• **Text section**
-- START --
Hi Sanne,
Sorry for the slow reply but the issue seems to manifest it slightly different every time, and the Exceptions are numerous.
Again all I'm doing is re-indexing all of the documents. The app consuming from JMS is doing all the writing, and I do a soft kill of the one of the read-only nodes. The same patterns occur if I have a node go suspect just because the system the process is running on is under high load(might need to do some groups tuning there).
To simplify things I've reduced the number of threads reading from JMS to 1, and also have changed the async worker thread pool to 1(but I think thats on the side publishing index changes to JMS, not on the applying index changes side).
Things start off after the kill with a suspect Exception, usually along with an EOF Exception on the side writing to the index:
Quote:
06 Dec 2011 21:13:35,014 ERROR @Lucene Merge Thread #3 org.hibernate.search.exception.impl.LogErrorHandler Exception occurred org.apache.lucene.index.MergePolicy$MergeException: org.infinispan.remoting.transport.jgroups.SuspectException: Suspected member: m1229-16089
org.apache.lucene.index.MergePolicy$MergeException: org.infinispan.remoting.transport.jgroups.SuspectException: Suspected member: m1229-16089
at org.apache.lucene.index.ConcurrentMergeScheduler.handleMergeException(ConcurrentMergeScheduler.java:517)
at org.hibernate.search.backend.impl.lucene.overrides.ConcurrentMergeScheduler.handleMergeException(ConcurrentMergeScheduler.java:49)
-- END --
• **Data excerpts**
-- START --
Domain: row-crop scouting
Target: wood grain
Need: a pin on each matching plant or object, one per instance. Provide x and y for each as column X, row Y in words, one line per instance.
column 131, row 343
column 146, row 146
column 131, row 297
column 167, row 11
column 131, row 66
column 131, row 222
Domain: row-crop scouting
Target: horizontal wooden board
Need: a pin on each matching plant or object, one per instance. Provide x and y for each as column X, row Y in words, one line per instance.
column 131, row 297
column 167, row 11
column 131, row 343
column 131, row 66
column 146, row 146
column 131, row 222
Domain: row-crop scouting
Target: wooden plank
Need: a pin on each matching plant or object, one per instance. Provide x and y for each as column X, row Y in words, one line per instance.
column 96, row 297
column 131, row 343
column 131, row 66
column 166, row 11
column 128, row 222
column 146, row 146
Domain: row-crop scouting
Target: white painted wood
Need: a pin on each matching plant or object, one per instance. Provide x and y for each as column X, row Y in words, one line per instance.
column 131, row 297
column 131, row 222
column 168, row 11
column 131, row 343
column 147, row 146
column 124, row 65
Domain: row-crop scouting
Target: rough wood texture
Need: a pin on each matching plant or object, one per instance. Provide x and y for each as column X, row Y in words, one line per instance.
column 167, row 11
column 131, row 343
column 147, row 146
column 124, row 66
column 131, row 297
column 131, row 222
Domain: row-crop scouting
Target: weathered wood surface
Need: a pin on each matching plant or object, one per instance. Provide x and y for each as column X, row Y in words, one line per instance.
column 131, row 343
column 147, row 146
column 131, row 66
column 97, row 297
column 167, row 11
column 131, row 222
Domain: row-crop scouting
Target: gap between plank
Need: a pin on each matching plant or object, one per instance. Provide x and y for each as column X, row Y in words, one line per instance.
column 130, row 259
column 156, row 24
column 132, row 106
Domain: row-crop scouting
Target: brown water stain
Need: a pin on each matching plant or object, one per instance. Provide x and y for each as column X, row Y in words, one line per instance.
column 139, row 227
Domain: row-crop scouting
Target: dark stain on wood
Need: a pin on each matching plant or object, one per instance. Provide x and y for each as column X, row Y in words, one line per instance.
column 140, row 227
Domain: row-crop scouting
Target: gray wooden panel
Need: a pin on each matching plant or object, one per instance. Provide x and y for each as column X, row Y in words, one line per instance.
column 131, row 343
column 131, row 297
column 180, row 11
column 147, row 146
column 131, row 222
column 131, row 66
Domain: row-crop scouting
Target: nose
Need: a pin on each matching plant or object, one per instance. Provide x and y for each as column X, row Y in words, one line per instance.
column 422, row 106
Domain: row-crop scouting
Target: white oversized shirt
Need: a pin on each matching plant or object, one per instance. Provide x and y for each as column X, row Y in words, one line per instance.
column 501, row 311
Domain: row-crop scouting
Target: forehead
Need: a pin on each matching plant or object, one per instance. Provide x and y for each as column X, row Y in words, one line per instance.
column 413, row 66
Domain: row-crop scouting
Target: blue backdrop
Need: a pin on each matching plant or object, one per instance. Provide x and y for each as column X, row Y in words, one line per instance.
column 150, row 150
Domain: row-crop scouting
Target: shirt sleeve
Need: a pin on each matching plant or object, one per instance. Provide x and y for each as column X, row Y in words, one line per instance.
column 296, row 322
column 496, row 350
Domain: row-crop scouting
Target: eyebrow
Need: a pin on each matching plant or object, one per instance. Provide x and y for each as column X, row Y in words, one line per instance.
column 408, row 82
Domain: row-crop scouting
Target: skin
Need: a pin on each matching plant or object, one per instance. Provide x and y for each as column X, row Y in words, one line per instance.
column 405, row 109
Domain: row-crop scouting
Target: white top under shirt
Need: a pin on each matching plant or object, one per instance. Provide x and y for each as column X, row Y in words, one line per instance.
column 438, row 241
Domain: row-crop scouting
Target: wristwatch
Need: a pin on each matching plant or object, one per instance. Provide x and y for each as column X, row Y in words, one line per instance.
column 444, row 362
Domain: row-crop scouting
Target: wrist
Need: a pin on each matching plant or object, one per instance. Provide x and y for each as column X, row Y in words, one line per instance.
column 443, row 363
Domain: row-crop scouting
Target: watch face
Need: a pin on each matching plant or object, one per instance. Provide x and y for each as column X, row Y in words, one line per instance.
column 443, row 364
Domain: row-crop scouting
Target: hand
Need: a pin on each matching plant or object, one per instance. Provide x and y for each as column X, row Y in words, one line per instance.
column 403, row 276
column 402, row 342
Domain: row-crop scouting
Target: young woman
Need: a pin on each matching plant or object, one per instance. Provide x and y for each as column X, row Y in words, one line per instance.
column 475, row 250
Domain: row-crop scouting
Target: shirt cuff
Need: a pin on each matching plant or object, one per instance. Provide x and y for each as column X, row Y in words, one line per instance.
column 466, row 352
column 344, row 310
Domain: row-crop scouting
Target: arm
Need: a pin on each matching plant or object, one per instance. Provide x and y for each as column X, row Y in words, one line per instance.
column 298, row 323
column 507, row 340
-- END --
• **Task to complete**
Retype the passage of the forum post that starts with "Again all I'm" and ends with "groups tuning there).". The records are separate from the forum post and have nothing to do with it.

• **Reply to the task**
Again all I'm doing is re-indexing all of the documents. The app consuming from JMS is doing all the writing, and I do a soft kill of the one of the read-only nodes. The same patterns occur if I have a node go suspect just because the system the process is running on is under high load(might need to do some groups tuning there).